TASK DESCRIPTION => Transcribe the part of the listing that opens with the line containing "query: red taillight" and closes with the line containing "top-left (0, 0), bottom-right (640, 124)", both lines included.

[Some records]
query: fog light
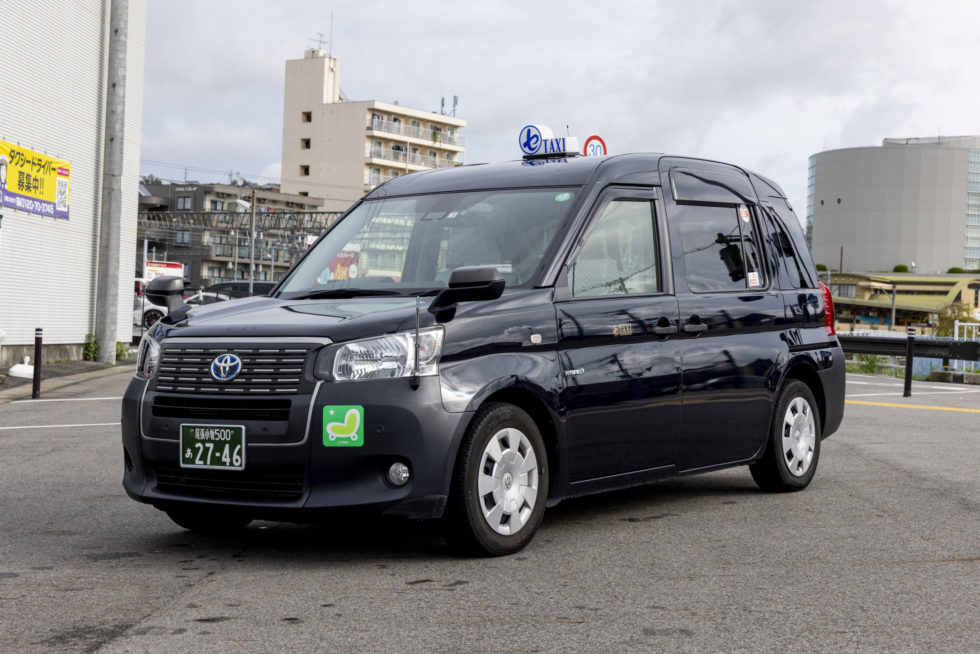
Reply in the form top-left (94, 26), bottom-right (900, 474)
top-left (388, 463), bottom-right (412, 486)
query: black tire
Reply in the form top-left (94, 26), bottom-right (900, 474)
top-left (749, 379), bottom-right (820, 493)
top-left (443, 403), bottom-right (548, 556)
top-left (166, 506), bottom-right (252, 536)
top-left (143, 309), bottom-right (163, 329)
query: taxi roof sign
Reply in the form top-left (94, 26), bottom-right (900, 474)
top-left (517, 125), bottom-right (579, 159)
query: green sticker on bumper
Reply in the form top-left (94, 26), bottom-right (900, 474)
top-left (323, 405), bottom-right (364, 447)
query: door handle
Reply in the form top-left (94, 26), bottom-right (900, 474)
top-left (684, 316), bottom-right (708, 334)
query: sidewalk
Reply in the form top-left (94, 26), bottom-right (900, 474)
top-left (0, 360), bottom-right (136, 404)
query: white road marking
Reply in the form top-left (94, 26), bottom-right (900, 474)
top-left (845, 389), bottom-right (980, 399)
top-left (0, 422), bottom-right (122, 430)
top-left (11, 395), bottom-right (122, 404)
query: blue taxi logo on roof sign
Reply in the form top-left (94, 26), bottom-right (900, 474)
top-left (518, 125), bottom-right (554, 154)
top-left (517, 125), bottom-right (578, 158)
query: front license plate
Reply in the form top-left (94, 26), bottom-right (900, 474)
top-left (180, 425), bottom-right (245, 470)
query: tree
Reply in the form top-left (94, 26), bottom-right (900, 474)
top-left (933, 302), bottom-right (973, 336)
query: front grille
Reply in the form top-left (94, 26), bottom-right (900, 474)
top-left (151, 395), bottom-right (292, 422)
top-left (156, 467), bottom-right (303, 500)
top-left (155, 344), bottom-right (310, 395)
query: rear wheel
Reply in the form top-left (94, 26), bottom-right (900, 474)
top-left (443, 403), bottom-right (548, 556)
top-left (749, 379), bottom-right (820, 492)
top-left (166, 506), bottom-right (252, 535)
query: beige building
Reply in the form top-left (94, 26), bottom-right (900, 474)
top-left (136, 182), bottom-right (339, 287)
top-left (281, 49), bottom-right (466, 211)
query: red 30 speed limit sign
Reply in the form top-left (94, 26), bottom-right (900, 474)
top-left (582, 134), bottom-right (606, 157)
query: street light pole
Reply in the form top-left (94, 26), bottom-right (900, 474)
top-left (248, 188), bottom-right (255, 297)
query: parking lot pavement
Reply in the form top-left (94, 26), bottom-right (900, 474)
top-left (0, 374), bottom-right (980, 653)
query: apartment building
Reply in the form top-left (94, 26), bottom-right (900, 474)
top-left (281, 49), bottom-right (466, 211)
top-left (136, 182), bottom-right (339, 286)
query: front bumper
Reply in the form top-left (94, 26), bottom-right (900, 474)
top-left (122, 377), bottom-right (472, 522)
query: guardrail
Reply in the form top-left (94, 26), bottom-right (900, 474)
top-left (837, 336), bottom-right (980, 397)
top-left (837, 332), bottom-right (980, 361)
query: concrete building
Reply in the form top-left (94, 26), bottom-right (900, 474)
top-left (282, 49), bottom-right (466, 211)
top-left (807, 136), bottom-right (980, 274)
top-left (0, 0), bottom-right (146, 372)
top-left (136, 182), bottom-right (339, 287)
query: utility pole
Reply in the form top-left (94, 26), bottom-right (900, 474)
top-left (248, 188), bottom-right (255, 297)
top-left (94, 0), bottom-right (129, 365)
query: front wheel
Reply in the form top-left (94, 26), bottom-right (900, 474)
top-left (443, 403), bottom-right (548, 556)
top-left (749, 379), bottom-right (820, 492)
top-left (143, 309), bottom-right (163, 329)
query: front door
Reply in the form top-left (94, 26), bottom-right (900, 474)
top-left (556, 189), bottom-right (680, 483)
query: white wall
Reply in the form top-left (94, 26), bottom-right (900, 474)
top-left (0, 0), bottom-right (146, 358)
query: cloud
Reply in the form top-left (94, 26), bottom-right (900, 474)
top-left (143, 0), bottom-right (980, 218)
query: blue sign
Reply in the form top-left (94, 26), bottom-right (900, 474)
top-left (517, 125), bottom-right (578, 157)
top-left (518, 125), bottom-right (554, 154)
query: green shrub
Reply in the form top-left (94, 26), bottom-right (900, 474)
top-left (82, 334), bottom-right (99, 361)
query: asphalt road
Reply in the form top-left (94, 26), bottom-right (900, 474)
top-left (0, 374), bottom-right (980, 653)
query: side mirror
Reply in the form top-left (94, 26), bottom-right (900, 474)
top-left (429, 266), bottom-right (506, 311)
top-left (143, 277), bottom-right (184, 312)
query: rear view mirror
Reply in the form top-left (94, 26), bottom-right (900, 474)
top-left (429, 266), bottom-right (505, 311)
top-left (144, 277), bottom-right (184, 312)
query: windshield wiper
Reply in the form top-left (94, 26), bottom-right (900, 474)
top-left (291, 288), bottom-right (404, 300)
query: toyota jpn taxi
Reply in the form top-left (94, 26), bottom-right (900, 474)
top-left (122, 146), bottom-right (844, 555)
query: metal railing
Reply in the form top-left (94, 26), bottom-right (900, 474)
top-left (367, 120), bottom-right (463, 147)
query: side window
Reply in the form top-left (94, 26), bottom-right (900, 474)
top-left (568, 198), bottom-right (661, 297)
top-left (675, 205), bottom-right (765, 293)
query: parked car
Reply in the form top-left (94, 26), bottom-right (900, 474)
top-left (122, 151), bottom-right (844, 555)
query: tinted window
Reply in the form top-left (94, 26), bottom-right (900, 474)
top-left (676, 205), bottom-right (765, 293)
top-left (568, 198), bottom-right (660, 297)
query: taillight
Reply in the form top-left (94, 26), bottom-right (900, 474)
top-left (819, 282), bottom-right (837, 336)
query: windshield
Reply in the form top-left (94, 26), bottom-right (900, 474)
top-left (279, 188), bottom-right (576, 298)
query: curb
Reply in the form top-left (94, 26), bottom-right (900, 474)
top-left (0, 364), bottom-right (136, 404)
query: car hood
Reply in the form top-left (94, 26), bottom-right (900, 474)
top-left (154, 296), bottom-right (424, 342)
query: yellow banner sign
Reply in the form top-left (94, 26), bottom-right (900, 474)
top-left (0, 141), bottom-right (71, 220)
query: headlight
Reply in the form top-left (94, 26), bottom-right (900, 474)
top-left (136, 334), bottom-right (160, 379)
top-left (317, 327), bottom-right (443, 381)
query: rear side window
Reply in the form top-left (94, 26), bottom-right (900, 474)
top-left (769, 209), bottom-right (810, 289)
top-left (569, 198), bottom-right (660, 297)
top-left (676, 205), bottom-right (765, 293)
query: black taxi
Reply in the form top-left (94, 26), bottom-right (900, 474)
top-left (122, 154), bottom-right (844, 555)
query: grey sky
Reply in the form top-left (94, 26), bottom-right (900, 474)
top-left (141, 0), bottom-right (980, 217)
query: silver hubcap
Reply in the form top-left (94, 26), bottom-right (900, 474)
top-left (478, 427), bottom-right (538, 536)
top-left (782, 397), bottom-right (817, 477)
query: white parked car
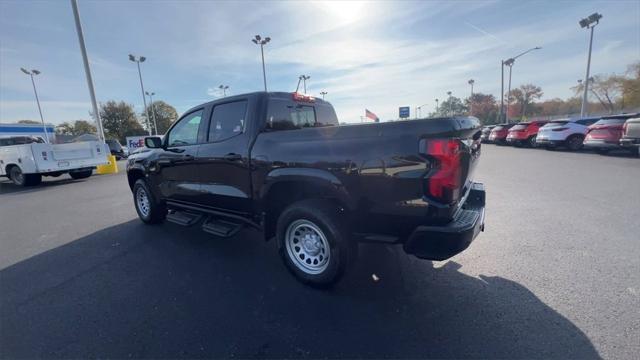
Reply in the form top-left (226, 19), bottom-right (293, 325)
top-left (0, 136), bottom-right (109, 186)
top-left (536, 117), bottom-right (600, 151)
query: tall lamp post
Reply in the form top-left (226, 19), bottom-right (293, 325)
top-left (251, 35), bottom-right (271, 92)
top-left (579, 13), bottom-right (602, 117)
top-left (129, 54), bottom-right (151, 135)
top-left (20, 68), bottom-right (49, 144)
top-left (144, 91), bottom-right (158, 135)
top-left (467, 79), bottom-right (475, 116)
top-left (218, 85), bottom-right (229, 97)
top-left (500, 46), bottom-right (542, 123)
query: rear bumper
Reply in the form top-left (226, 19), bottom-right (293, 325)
top-left (582, 139), bottom-right (620, 149)
top-left (404, 183), bottom-right (485, 260)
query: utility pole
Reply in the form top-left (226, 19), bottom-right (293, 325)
top-left (579, 13), bottom-right (602, 118)
top-left (71, 0), bottom-right (105, 142)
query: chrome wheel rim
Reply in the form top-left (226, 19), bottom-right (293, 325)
top-left (285, 219), bottom-right (331, 275)
top-left (136, 188), bottom-right (151, 217)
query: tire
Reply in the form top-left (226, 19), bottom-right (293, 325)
top-left (276, 200), bottom-right (357, 287)
top-left (565, 135), bottom-right (584, 151)
top-left (133, 179), bottom-right (167, 224)
top-left (69, 170), bottom-right (93, 180)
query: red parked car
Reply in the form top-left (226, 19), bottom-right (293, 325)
top-left (489, 124), bottom-right (515, 145)
top-left (507, 120), bottom-right (548, 147)
top-left (582, 113), bottom-right (639, 154)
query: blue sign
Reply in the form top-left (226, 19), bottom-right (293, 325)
top-left (400, 106), bottom-right (410, 119)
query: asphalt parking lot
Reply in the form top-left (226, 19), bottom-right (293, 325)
top-left (0, 145), bottom-right (640, 359)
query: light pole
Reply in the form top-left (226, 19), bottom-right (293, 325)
top-left (20, 68), bottom-right (49, 144)
top-left (467, 79), bottom-right (475, 116)
top-left (218, 85), bottom-right (229, 97)
top-left (579, 13), bottom-right (602, 118)
top-left (144, 91), bottom-right (158, 135)
top-left (416, 104), bottom-right (427, 119)
top-left (129, 54), bottom-right (151, 135)
top-left (251, 35), bottom-right (271, 92)
top-left (71, 0), bottom-right (106, 142)
top-left (501, 46), bottom-right (542, 123)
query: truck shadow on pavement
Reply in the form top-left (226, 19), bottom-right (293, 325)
top-left (0, 220), bottom-right (599, 359)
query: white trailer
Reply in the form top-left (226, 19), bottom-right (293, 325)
top-left (0, 137), bottom-right (110, 186)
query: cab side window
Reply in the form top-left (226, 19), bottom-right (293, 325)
top-left (167, 110), bottom-right (203, 147)
top-left (209, 100), bottom-right (247, 142)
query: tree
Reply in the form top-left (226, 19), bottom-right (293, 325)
top-left (56, 120), bottom-right (97, 136)
top-left (143, 100), bottom-right (178, 134)
top-left (18, 120), bottom-right (42, 124)
top-left (438, 96), bottom-right (467, 116)
top-left (99, 100), bottom-right (146, 143)
top-left (507, 84), bottom-right (544, 118)
top-left (465, 93), bottom-right (498, 125)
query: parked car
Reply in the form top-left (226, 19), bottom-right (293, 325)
top-left (489, 124), bottom-right (515, 145)
top-left (507, 120), bottom-right (547, 147)
top-left (480, 125), bottom-right (496, 144)
top-left (536, 117), bottom-right (600, 151)
top-left (0, 136), bottom-right (108, 186)
top-left (620, 117), bottom-right (640, 155)
top-left (105, 139), bottom-right (129, 160)
top-left (582, 114), bottom-right (640, 154)
top-left (127, 92), bottom-right (485, 285)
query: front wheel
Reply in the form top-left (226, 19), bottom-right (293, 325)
top-left (133, 179), bottom-right (167, 224)
top-left (276, 200), bottom-right (357, 286)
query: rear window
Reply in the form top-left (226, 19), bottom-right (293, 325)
top-left (594, 119), bottom-right (627, 125)
top-left (545, 120), bottom-right (569, 127)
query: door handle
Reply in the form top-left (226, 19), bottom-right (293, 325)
top-left (223, 153), bottom-right (242, 161)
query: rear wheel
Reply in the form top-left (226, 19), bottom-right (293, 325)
top-left (9, 166), bottom-right (42, 186)
top-left (276, 200), bottom-right (357, 286)
top-left (133, 179), bottom-right (167, 224)
top-left (69, 170), bottom-right (93, 180)
top-left (566, 135), bottom-right (584, 151)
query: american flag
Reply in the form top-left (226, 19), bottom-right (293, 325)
top-left (364, 109), bottom-right (380, 122)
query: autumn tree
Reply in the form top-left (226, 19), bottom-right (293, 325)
top-left (143, 100), bottom-right (178, 134)
top-left (56, 120), bottom-right (97, 136)
top-left (99, 100), bottom-right (146, 143)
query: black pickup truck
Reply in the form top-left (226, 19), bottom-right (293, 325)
top-left (127, 92), bottom-right (485, 285)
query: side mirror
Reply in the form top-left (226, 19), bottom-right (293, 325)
top-left (144, 136), bottom-right (162, 149)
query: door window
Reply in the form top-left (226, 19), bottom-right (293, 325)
top-left (167, 110), bottom-right (202, 147)
top-left (209, 100), bottom-right (247, 142)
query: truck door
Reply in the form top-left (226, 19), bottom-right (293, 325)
top-left (198, 99), bottom-right (251, 214)
top-left (154, 109), bottom-right (204, 203)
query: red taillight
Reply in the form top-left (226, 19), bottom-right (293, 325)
top-left (421, 139), bottom-right (462, 204)
top-left (293, 92), bottom-right (316, 102)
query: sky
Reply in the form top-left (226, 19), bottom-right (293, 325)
top-left (0, 0), bottom-right (640, 124)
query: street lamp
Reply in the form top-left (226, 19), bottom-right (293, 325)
top-left (129, 54), bottom-right (152, 135)
top-left (579, 13), bottom-right (602, 117)
top-left (296, 75), bottom-right (311, 94)
top-left (144, 91), bottom-right (158, 135)
top-left (467, 79), bottom-right (475, 116)
top-left (218, 85), bottom-right (229, 97)
top-left (20, 68), bottom-right (49, 144)
top-left (500, 46), bottom-right (542, 123)
top-left (251, 35), bottom-right (271, 92)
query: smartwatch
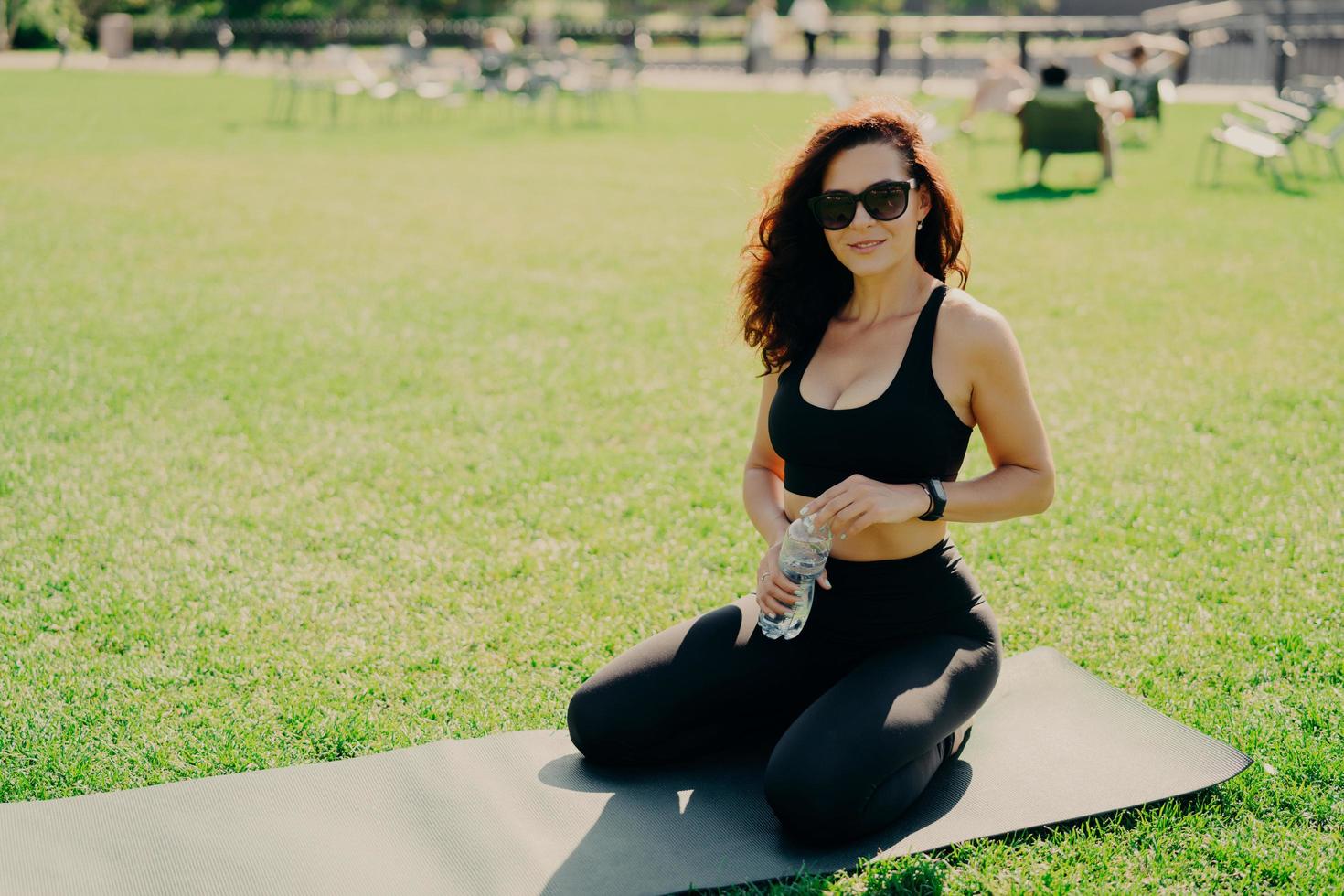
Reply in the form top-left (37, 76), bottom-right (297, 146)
top-left (919, 480), bottom-right (947, 520)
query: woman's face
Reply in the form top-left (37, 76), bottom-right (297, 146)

RESULT FOR THIS EXERCISE =>
query: red taillight
Reply in the form top-left (226, 19), bottom-right (293, 325)
top-left (421, 139), bottom-right (462, 204)
top-left (293, 92), bottom-right (316, 102)
query: sky
Reply in the form top-left (226, 19), bottom-right (293, 325)
top-left (0, 0), bottom-right (640, 124)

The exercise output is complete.